#### Records for this task:
— START —

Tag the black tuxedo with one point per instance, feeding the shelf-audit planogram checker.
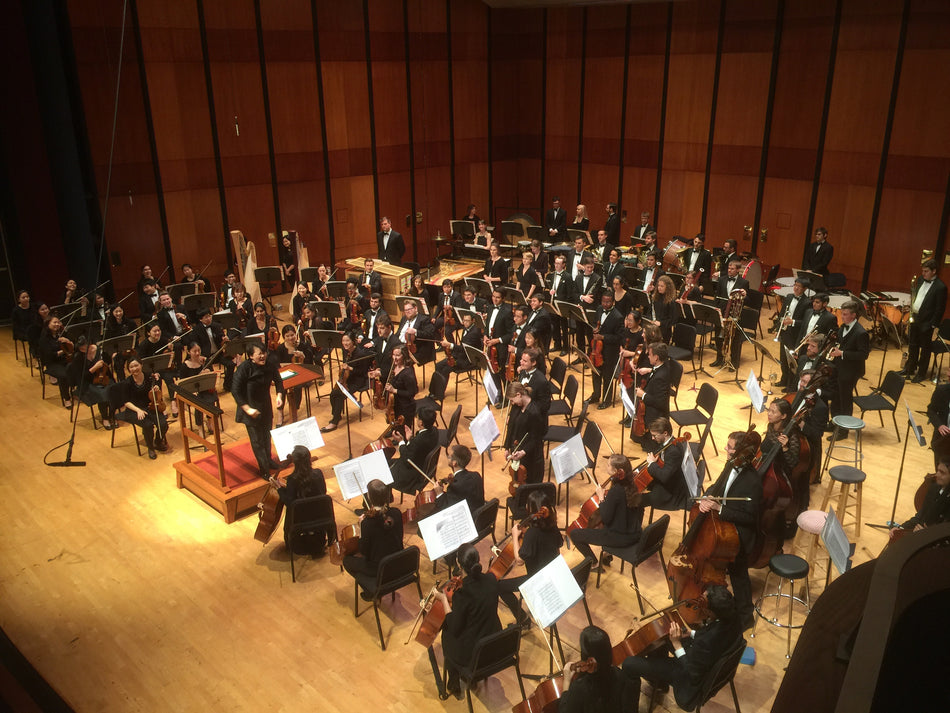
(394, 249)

— END —
— START —

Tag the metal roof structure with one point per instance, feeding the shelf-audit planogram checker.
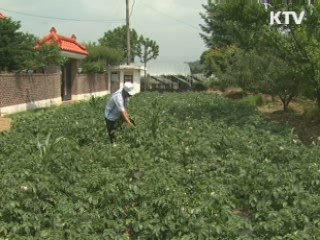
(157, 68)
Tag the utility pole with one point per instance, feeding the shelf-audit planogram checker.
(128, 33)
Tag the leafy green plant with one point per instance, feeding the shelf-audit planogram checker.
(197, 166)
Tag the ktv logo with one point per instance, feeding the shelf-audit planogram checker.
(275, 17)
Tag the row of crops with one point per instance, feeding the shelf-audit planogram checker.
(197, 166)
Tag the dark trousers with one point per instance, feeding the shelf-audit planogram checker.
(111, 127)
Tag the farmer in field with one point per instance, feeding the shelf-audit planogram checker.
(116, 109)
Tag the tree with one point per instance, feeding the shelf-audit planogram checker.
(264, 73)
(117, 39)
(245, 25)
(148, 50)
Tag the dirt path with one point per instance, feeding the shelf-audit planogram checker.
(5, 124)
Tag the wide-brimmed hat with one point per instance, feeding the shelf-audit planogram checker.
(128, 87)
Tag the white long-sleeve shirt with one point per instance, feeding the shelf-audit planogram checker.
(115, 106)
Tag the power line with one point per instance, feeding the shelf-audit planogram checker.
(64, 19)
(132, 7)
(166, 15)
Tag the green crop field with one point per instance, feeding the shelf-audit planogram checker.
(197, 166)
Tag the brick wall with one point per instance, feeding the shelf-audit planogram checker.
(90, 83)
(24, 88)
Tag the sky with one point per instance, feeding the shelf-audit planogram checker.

— END —
— START —

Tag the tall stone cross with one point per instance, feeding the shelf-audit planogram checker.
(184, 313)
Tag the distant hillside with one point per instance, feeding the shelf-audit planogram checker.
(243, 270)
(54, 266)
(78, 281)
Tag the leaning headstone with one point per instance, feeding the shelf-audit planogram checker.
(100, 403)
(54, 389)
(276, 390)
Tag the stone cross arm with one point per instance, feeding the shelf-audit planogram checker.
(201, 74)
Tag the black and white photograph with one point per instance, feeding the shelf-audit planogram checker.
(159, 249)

— END —

#### Exercise goal:
Count the lines in the records above that contain the word "cross", matching case exactly, and reply with only that number.

#### Reply:
2